### Point placement records
-*-*-
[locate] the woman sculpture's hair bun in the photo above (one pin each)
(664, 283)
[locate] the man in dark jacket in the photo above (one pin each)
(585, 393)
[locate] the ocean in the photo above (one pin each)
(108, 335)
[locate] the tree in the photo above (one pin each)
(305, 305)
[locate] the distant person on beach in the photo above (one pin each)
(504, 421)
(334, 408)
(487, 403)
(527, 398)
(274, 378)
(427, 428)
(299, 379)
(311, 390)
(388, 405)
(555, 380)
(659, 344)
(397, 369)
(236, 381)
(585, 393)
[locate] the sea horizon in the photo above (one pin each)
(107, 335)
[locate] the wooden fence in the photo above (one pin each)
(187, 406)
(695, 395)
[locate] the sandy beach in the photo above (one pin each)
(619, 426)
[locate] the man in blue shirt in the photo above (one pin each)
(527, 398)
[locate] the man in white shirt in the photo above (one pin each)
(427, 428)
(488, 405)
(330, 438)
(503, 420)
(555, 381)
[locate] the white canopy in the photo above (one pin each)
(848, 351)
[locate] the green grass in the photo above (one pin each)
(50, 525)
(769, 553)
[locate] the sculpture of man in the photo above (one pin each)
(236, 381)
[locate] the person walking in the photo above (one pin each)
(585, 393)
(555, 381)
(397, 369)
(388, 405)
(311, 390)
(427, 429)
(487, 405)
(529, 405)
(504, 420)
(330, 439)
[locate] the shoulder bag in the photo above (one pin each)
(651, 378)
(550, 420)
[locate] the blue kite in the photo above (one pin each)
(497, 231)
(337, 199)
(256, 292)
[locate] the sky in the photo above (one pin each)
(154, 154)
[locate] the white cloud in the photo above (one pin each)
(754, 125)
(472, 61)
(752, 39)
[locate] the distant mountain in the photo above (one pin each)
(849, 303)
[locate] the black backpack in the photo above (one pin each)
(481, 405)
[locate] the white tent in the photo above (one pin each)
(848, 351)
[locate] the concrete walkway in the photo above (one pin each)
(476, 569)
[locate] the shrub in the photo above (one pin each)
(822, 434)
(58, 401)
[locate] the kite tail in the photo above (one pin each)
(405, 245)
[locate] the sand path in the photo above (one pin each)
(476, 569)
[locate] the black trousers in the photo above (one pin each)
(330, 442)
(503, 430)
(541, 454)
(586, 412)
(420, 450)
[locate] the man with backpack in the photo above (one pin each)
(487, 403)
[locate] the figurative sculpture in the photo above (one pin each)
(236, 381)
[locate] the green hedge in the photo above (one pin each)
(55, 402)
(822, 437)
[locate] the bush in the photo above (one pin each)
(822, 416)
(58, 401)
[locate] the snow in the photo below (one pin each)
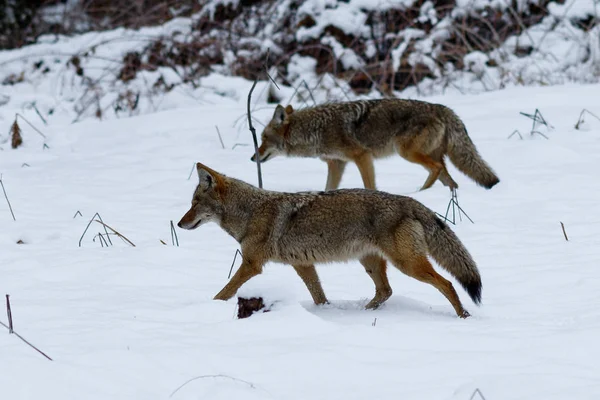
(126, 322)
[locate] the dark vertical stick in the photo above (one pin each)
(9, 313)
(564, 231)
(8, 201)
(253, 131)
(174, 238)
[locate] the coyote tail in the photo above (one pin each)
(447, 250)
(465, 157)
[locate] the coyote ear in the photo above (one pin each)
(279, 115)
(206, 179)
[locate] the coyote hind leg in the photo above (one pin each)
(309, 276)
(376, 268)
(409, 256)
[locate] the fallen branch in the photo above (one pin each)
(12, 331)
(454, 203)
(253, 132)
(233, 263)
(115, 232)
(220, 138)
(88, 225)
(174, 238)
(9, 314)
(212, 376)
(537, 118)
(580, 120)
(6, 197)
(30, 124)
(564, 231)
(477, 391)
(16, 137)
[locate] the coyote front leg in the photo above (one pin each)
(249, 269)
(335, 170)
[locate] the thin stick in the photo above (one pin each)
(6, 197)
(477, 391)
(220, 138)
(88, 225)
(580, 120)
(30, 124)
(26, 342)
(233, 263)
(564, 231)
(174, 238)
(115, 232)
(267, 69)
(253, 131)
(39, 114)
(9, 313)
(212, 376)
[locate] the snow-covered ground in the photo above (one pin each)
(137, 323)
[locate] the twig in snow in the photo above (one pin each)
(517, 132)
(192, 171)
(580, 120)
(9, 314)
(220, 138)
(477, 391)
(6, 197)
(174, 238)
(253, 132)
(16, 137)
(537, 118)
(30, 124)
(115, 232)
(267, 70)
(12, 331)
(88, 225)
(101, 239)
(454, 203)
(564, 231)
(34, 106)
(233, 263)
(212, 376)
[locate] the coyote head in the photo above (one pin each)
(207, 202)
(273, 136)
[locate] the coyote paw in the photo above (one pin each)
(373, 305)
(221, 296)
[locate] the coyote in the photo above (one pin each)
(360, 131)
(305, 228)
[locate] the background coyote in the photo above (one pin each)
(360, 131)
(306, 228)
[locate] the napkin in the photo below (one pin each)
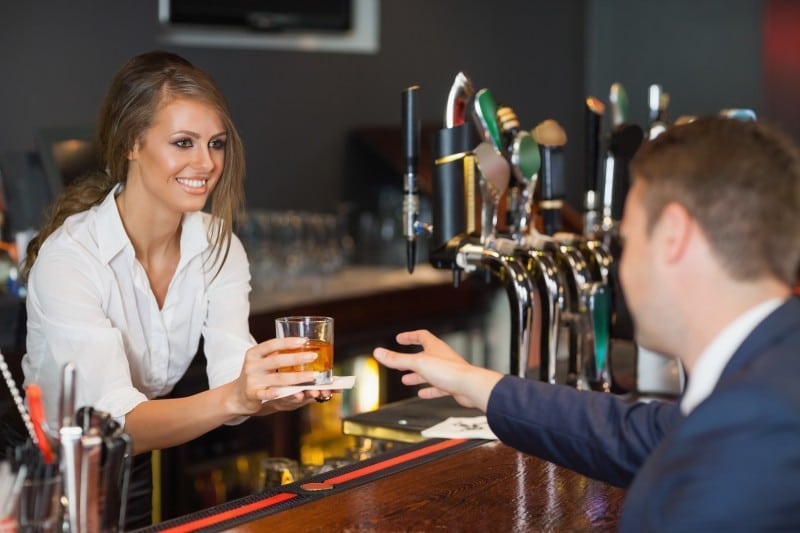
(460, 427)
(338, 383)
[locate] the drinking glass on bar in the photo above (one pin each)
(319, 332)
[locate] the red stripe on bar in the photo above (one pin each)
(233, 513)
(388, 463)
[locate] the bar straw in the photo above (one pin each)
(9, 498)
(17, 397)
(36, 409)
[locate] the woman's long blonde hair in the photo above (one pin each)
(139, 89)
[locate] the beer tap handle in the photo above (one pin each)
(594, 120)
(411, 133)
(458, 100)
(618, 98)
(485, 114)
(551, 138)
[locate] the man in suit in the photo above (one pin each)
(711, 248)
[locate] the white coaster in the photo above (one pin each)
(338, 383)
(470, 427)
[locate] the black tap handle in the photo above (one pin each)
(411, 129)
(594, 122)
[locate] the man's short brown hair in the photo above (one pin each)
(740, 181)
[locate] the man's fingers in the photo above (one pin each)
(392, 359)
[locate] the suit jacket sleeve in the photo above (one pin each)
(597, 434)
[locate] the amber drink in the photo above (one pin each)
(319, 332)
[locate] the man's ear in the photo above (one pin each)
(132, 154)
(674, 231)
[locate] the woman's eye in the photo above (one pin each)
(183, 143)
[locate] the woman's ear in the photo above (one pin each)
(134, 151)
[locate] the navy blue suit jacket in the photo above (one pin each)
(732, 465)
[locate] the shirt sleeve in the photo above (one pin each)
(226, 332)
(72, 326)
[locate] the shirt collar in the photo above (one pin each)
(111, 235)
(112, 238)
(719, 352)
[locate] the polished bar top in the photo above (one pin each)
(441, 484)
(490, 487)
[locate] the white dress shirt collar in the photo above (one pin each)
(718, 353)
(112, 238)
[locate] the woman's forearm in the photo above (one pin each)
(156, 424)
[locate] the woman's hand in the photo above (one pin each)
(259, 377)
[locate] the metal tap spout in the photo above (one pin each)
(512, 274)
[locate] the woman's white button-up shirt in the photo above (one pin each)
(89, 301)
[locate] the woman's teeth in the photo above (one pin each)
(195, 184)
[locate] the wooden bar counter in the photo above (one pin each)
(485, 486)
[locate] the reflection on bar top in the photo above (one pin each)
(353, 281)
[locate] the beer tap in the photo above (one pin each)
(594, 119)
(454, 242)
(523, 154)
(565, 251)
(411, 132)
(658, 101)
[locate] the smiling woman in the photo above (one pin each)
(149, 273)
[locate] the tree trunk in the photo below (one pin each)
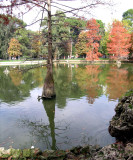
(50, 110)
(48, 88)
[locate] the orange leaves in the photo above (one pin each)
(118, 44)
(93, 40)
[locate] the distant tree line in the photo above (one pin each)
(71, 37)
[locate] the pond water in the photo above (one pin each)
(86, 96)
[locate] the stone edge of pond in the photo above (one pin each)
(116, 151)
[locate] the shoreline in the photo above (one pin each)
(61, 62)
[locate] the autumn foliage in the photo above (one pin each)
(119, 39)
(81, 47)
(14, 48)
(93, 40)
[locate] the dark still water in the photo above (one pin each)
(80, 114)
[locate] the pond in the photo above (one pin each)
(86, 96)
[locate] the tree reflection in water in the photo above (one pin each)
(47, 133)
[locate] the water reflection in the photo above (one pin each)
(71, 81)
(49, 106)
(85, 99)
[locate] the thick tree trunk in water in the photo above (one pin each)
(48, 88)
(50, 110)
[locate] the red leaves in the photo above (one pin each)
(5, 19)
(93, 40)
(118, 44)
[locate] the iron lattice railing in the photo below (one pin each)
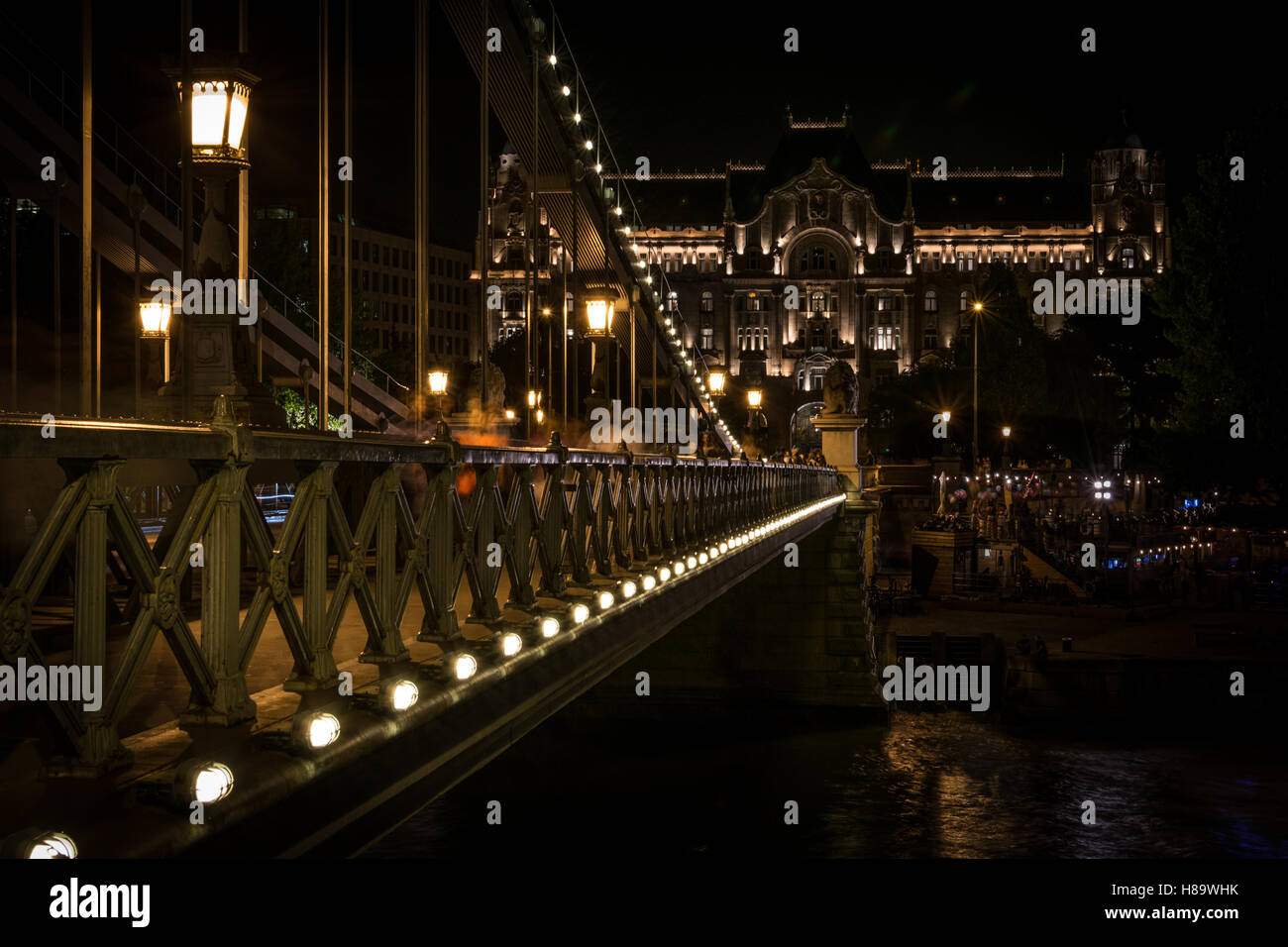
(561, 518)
-*-*-
### Goal of the exercise
In the records above, find the line with "[locate] the woman's ear" and copy from it through the last line exactly, without the pictures.

### The response
[locate] the woman's ear in the photo above (one pin each)
(134, 151)
[locate] the navy blue suit jacket in the photo above (one pin each)
(732, 465)
[locate] the shirt sleeve in the photo above (one pin each)
(226, 332)
(72, 326)
[locate] the shirt collar in the photo above (one pin each)
(111, 235)
(112, 238)
(719, 352)
[locate] the polished bar top in the photo above (one pin each)
(441, 484)
(490, 487)
[locate] the white dress shirt collar in the photo above (one pin each)
(718, 353)
(112, 238)
[locate] the woman's forearm in the photo above (one pin each)
(156, 424)
[locate] the woman's hand in the photo above (one pin each)
(259, 377)
[locate] the metal tap spout in the photo above (one pin each)
(512, 274)
[locate] the woman's white button-up shirt in the photo above (one pin each)
(89, 301)
[locate] the woman's teeth in the photo above (one pin each)
(195, 184)
[locate] the wooden bar counter in the photo above (one pin each)
(485, 486)
[locate] the reflection on bar top in the photo above (one pin each)
(353, 281)
[locate] the beer tap in the photo above (one pin each)
(594, 119)
(454, 242)
(523, 154)
(565, 251)
(411, 132)
(658, 101)
[locate] the smiling woman in the photo above (one pin each)
(149, 273)
[locate] the tree trunk in the photo below (one pin each)
(50, 110)
(48, 88)
[locate] the orange leaves in the photo above (one pin each)
(118, 44)
(93, 40)
[locate] the distant tree line in the photo above (one pin each)
(71, 37)
[locate] the pond water in the photo above (one pin each)
(86, 96)
[locate] the stone edge of pond in the photo above (one pin each)
(116, 151)
[locate] the shoreline in the photo above (one pin each)
(61, 62)
[locate] the autumn foliage in the photo above (one pin each)
(119, 39)
(81, 47)
(14, 48)
(93, 40)
[locate] the dark still water in the photo above (one pin each)
(80, 114)
[locate] the pond in the photo above (one pin each)
(86, 96)
[locate] the tree reflection in water in the photo above (one pin each)
(47, 133)
[locate] the water reflection in the photo above (one pin each)
(71, 81)
(49, 106)
(85, 99)
[locate] the thick tree trunk in water in the photo above (one pin each)
(48, 88)
(50, 110)
[locate] the red leaves in the photo above (one pin each)
(5, 19)
(93, 40)
(118, 44)
[locate] the iron lattice railing in the photo below (one pin each)
(561, 518)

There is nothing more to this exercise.